> [SUPPLIED TEXT]:
::::::::::

For foreigners, the state government has been advised to consult the local unit of Intelligence Bureau, Ministry of External Affairs, foreigners division of the home ministry. In case entry is allowed, the visitor must submit a security deposit of Rs 1 lakh.
Stating that “no videography or photography should be allowed which may create potential security risk or social/ communal disturbance”, the advisory states that in case of any violation, “the jail superintendent shall forfeit the security deposit and initiate suitable legal action.”
It states that the jail superintendent or the “next senior most officer” should be present “while the visitors are touring the prison or interviewing the inmates”. “The jail superintendent should immediately intervene if he feels that a certain video clip or an interview being conducted is not desirable,” it adds.
“After the visit… the visitors shall hand over all their equipment like handycams, dictaphone, camera, tape recorder or any other equipment to the jail superintendent for a period of three days. All precautions should be taken to ensure that the visitor does not leave the jail premises with the recordings,” it says, adding that the jail superintendent should study the recordings carefully and delete anything that he finds objectionable.
In case of newspapers, magazines or web-based articles, “the visitor shall follow the norms of journalistic conduct prescribed by the Press Council of India before preparing the material for publication”.

::::::::::

> [DATA LINES]:
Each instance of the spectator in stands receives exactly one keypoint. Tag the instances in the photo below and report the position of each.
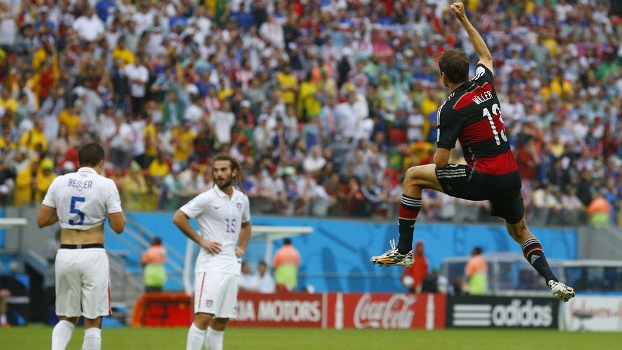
(546, 205)
(573, 210)
(44, 178)
(476, 271)
(4, 294)
(172, 190)
(285, 264)
(415, 274)
(264, 281)
(153, 260)
(134, 188)
(26, 184)
(600, 210)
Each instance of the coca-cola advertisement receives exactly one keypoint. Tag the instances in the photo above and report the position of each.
(279, 310)
(592, 313)
(388, 311)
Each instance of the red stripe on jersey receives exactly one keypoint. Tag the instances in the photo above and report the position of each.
(497, 165)
(479, 94)
(481, 131)
(109, 303)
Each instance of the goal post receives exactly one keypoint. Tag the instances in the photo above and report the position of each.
(267, 234)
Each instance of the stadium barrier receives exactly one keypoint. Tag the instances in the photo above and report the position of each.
(592, 313)
(322, 310)
(502, 312)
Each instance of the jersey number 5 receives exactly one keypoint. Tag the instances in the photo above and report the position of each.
(230, 225)
(496, 111)
(74, 210)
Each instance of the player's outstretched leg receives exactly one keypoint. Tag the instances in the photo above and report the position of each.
(415, 180)
(532, 250)
(392, 257)
(560, 290)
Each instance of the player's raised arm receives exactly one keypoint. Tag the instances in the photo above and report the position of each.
(477, 41)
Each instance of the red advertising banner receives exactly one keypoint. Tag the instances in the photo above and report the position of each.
(279, 310)
(389, 311)
(327, 310)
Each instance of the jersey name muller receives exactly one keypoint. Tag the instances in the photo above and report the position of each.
(80, 184)
(479, 99)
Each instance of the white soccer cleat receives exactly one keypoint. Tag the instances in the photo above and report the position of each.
(562, 291)
(393, 258)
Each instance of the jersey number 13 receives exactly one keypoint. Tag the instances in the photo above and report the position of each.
(496, 112)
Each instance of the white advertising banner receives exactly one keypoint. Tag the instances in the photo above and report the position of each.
(600, 314)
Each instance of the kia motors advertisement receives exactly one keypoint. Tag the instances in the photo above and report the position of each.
(502, 312)
(279, 310)
(341, 310)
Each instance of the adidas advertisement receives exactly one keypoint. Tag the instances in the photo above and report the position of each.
(502, 312)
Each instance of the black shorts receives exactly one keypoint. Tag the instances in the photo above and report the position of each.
(503, 191)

::::::::::

> [WRITTEN PROBLEM 1]: According to the prison visit advisory, how much must a visitor submit as a security deposit if entry is allowed?
> [WRITTEN PROBLEM 2]: Copy the prison visit advisory word for word, from "It states that" up to and including "he finds objectionable.".

> [ANSWER 1]: Rs 1 lakh

> [ANSWER 2]:
It states that the jail superintendent or the “next senior most officer” should be present “while the visitors are touring the prison or interviewing the inmates”. “The jail superintendent should immediately intervene if he feels that a certain video clip or an interview being conducted is not desirable,” it adds.
“After the visit… the visitors shall hand over all their equipment like handycams, dictaphone, camera, tape recorder or any other equipment to the jail superintendent for a period of three days. All precautions should be taken to ensure that the visitor does not leave the jail premises with the recordings,” it says, adding that the jail superintendent should study the recordings carefully and delete anything that he finds objectionable.